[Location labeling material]
►

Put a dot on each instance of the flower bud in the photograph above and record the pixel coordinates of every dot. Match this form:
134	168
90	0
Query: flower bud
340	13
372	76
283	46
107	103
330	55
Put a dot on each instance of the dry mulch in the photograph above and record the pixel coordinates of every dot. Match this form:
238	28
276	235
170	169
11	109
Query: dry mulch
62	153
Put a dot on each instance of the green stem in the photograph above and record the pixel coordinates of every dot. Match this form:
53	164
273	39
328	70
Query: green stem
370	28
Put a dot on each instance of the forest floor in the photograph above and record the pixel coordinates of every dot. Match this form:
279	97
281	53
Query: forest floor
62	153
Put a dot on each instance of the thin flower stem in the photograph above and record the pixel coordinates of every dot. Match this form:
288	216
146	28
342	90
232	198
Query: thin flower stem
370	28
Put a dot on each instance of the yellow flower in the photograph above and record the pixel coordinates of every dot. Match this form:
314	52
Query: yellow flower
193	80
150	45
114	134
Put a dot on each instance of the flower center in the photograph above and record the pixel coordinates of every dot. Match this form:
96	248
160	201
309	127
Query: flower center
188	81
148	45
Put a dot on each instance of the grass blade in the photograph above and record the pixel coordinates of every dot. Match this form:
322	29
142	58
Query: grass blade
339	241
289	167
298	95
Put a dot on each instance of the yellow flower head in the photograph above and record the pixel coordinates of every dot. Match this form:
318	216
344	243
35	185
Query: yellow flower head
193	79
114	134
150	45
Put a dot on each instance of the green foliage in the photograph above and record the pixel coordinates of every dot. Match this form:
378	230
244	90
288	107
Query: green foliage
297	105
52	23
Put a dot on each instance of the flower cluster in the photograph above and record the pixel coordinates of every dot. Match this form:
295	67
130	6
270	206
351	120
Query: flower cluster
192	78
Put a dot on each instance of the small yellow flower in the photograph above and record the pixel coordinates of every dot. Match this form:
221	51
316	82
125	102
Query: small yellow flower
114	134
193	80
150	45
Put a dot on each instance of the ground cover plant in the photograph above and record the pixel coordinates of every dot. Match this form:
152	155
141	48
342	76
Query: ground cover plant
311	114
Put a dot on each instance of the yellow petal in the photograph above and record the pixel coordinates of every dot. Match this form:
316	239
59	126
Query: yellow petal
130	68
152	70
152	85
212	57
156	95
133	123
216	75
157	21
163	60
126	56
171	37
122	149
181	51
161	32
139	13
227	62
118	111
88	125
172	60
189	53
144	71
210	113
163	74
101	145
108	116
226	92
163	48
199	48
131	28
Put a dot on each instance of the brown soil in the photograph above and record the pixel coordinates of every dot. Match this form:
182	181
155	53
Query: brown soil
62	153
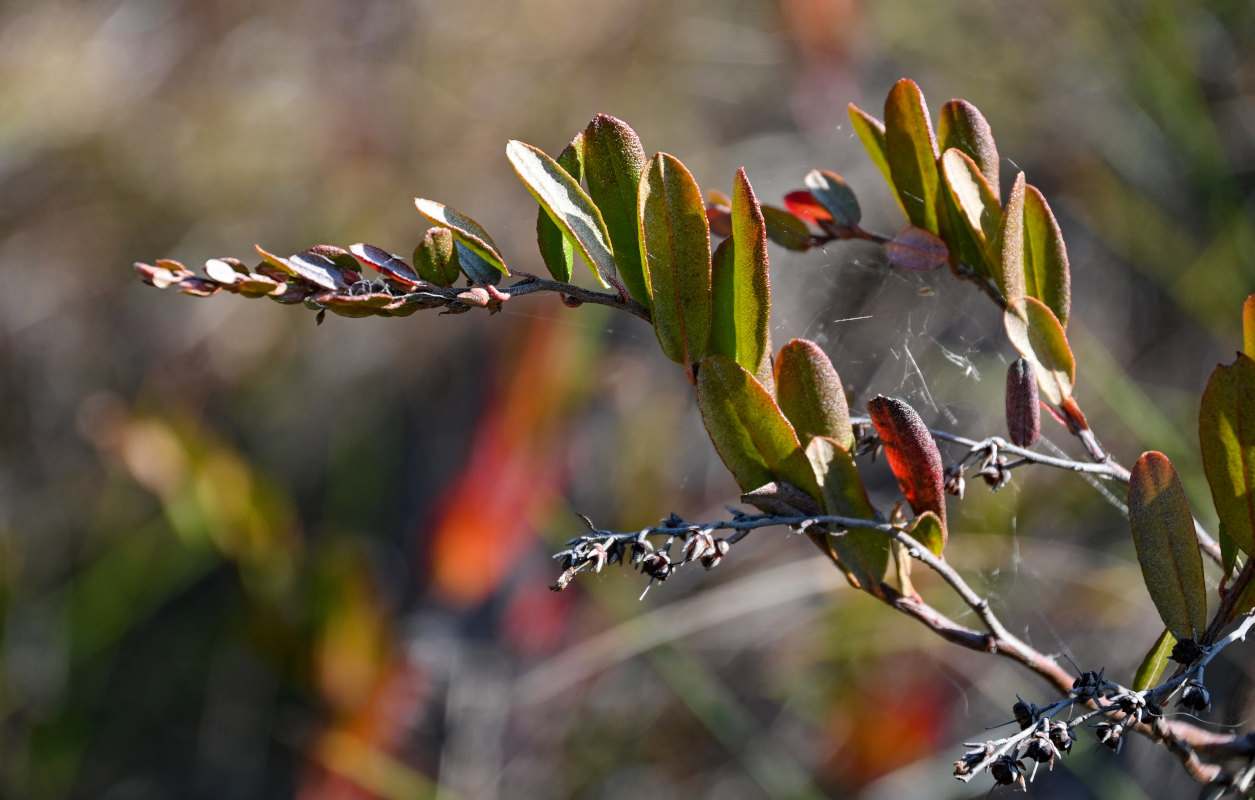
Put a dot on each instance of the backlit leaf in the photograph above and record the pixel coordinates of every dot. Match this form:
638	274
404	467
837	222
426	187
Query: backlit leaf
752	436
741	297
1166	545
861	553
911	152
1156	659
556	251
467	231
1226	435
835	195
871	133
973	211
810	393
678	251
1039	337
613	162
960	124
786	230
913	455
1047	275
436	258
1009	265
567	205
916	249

◄
►

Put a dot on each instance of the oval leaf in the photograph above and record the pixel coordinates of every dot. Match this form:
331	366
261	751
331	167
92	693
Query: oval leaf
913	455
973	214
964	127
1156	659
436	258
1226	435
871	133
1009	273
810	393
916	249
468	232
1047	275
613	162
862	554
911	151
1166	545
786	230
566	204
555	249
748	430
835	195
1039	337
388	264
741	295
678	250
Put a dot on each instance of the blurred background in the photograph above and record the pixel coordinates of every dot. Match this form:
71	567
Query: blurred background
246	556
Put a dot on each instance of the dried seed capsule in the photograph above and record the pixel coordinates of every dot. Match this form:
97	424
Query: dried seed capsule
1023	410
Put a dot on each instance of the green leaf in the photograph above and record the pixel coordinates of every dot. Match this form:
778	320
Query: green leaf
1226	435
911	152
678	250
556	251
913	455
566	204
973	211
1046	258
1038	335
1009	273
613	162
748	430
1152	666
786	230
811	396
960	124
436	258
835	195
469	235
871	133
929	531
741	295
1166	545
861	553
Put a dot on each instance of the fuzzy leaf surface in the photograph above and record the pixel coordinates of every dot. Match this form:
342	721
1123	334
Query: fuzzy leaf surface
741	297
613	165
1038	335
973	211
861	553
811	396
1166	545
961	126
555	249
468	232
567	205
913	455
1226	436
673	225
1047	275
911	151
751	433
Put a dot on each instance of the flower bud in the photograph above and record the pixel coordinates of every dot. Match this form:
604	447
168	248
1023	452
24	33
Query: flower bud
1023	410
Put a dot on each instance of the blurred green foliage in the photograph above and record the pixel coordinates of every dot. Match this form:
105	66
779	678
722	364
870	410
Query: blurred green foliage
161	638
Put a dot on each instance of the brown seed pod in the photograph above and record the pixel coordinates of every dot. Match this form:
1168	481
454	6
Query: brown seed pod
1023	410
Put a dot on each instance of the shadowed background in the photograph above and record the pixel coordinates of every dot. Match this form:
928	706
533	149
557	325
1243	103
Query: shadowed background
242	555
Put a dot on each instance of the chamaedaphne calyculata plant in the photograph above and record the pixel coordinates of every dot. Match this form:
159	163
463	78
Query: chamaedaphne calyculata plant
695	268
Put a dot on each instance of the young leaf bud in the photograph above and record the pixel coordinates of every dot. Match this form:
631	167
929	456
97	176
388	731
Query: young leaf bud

◄

Return every line of the material above that contains the string "foliage", treating uppercase and lowercase as different.

Put a dot on each instance of the green foliage in the photograph above and record the pixel coordinates of every dot. Match this form:
Query: green foliage
Put a dot on each instance of the blurred green foliage in the photograph above and record the pixel coordinates of every dot. Match this form:
Query: blurred green foliage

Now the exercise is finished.